■ Selected extract:
I hear everything that my hon. Friends have said about the Azure card and section 4 support. I will not declare a new Labour party policy, I am afraid. Of course, the Government have to keep the concept of the card under review, because if it is genuinely more expensive to provide than the savings it brings, that is obviously to cut off one’s nose to spite one’s face. I will not make a new financial commitment today. The Government must, of course, review the amounts, and it is time that they got on with that this year.

I want to make a point about paperless children. A significant number of children who come to this country as asylum seekers say that they are 15, but the system says, “No, you aren’t 15; you are 18 or 19. You are an adult and should go through the adult process.” One difficulty is that many people destroy their papers the moment they get on an aeroplane. I wonder whether there is any means of ensuring that airlines scan the documents required to be shown before people can get on an aeroplane, so that if the documents are destroyed on the aeroplane, they are not entirely lost to the system, and people cannot thereafter claim that they are completely and utterly paperless and therefore stateless.

I congratulate the hon. Member for Brent Central on advancing this issue. Having seen, when Labour was in government, several ex-Ministers find conviction about policies that they did not necessarily exhibit when they were in office, I hope that she will retain her commitment when she returns to office, which I am sure the Prime Minister will want to enable very swiftly.

■ Stated problem 1: List every age mentioned in the speech excerpt, giving each number once.
The records have no connection to the text above.

■ Listing:
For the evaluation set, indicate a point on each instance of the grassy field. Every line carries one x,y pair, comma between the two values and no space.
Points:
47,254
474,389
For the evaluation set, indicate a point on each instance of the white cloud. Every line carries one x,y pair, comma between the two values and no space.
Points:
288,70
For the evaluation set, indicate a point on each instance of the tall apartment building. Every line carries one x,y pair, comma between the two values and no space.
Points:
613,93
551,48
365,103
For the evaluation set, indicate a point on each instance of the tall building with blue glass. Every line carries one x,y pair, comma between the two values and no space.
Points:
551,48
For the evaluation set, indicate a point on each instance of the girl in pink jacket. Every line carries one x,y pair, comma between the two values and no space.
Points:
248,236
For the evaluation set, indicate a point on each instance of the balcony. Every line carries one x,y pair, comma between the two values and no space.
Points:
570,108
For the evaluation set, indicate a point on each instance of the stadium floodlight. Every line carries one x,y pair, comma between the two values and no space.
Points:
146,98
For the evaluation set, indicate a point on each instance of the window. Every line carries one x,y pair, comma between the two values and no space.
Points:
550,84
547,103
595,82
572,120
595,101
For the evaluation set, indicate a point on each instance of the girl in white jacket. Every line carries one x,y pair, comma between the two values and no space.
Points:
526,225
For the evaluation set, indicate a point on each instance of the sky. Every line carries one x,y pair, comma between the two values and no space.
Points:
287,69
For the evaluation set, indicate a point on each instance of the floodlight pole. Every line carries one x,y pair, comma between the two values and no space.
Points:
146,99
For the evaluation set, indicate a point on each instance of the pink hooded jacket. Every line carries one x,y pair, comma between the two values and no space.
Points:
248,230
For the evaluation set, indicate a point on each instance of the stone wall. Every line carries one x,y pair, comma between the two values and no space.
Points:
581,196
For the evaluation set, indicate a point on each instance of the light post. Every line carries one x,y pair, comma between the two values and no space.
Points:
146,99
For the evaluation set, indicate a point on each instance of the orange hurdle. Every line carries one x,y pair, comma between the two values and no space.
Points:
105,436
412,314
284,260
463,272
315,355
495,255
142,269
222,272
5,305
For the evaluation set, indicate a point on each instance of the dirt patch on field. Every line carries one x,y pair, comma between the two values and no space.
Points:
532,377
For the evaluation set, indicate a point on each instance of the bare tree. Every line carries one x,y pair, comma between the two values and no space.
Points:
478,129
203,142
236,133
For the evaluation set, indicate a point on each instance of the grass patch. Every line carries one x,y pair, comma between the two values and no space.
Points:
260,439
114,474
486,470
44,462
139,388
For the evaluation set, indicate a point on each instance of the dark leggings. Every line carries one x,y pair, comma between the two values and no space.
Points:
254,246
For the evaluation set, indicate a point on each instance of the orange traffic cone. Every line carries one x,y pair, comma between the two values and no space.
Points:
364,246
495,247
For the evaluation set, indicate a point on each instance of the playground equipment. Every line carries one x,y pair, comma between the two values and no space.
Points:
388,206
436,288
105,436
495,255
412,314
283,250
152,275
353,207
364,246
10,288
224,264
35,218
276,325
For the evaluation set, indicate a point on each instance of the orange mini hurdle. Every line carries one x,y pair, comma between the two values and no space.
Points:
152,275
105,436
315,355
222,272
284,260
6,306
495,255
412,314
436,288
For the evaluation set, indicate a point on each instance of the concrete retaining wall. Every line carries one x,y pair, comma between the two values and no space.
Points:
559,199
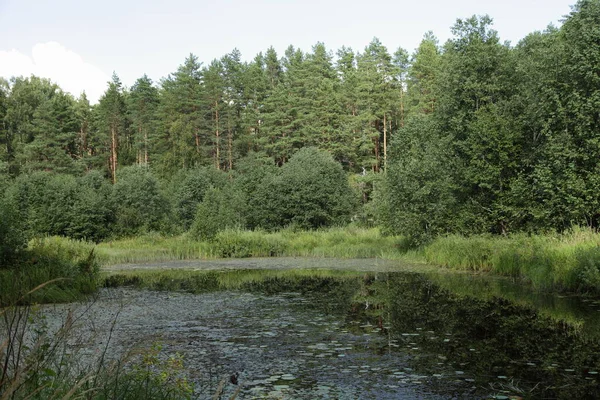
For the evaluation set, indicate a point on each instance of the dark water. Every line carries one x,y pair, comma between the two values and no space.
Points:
369,336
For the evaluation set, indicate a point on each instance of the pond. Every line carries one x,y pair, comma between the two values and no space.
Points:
368,335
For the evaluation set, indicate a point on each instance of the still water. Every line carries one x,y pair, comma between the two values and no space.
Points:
385,335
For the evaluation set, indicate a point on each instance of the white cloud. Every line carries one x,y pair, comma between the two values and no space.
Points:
54,61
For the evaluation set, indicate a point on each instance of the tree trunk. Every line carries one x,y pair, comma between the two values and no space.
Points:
229,145
113,156
384,142
218,144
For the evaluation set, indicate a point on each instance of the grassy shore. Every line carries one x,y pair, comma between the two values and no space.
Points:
562,262
335,242
556,262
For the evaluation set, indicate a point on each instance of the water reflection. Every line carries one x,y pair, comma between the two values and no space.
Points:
460,329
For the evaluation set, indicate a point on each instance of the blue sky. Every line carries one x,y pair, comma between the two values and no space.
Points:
79,43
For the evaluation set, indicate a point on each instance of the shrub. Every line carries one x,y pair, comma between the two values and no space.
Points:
12,235
220,209
139,204
310,191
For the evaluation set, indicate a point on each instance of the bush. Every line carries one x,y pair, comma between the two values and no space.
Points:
138,202
189,189
420,190
221,209
12,235
310,191
55,204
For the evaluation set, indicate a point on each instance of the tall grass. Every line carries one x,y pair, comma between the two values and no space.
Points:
335,242
569,261
65,270
209,281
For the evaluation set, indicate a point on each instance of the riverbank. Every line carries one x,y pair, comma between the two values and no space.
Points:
568,262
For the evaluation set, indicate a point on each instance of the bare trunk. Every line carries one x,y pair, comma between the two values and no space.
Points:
229,145
146,148
113,152
217,153
384,142
401,107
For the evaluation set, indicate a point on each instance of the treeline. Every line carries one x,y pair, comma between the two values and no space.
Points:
212,115
310,191
472,136
511,139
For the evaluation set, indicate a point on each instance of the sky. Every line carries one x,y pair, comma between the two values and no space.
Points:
80,43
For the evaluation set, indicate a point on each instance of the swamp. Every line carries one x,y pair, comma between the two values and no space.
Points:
298,328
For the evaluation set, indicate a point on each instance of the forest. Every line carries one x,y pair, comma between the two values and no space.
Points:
472,136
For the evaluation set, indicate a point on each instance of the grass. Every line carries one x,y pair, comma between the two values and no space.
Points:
209,281
556,262
335,242
562,262
51,270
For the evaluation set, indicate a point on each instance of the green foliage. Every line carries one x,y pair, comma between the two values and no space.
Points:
568,261
420,192
333,242
13,238
220,209
54,204
64,271
138,202
310,191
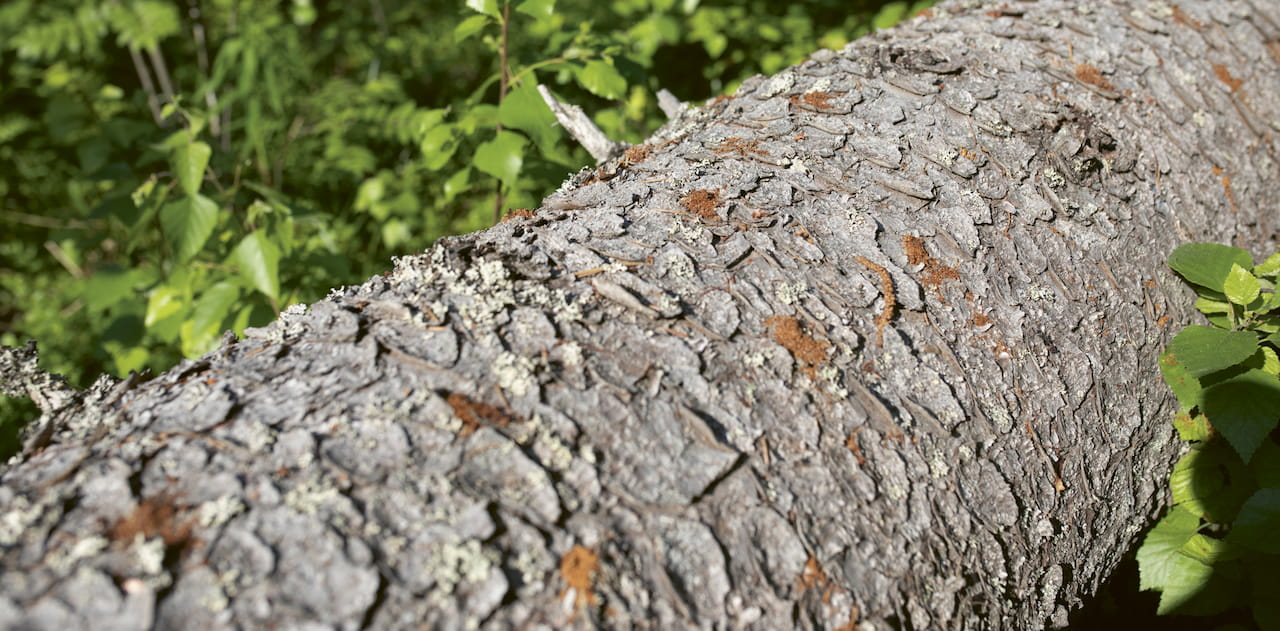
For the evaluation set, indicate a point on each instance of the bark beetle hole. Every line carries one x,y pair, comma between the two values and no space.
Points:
933,273
472,414
703,204
804,347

■ Stated problem 2: Report, copied in full, each line of the records that contains the word "dark".

■ Exercise output 1: 15, 18, 19

■ Exercise output 2:
For the evaluation set, indicate a point on each instance of the dark leggings. Every line carries one x,y pair, comma between the two values and no space.
For the evaluation set, indicate a point on each instance of the dark water. Every line carries one x,y pair, comma between the two values and no space.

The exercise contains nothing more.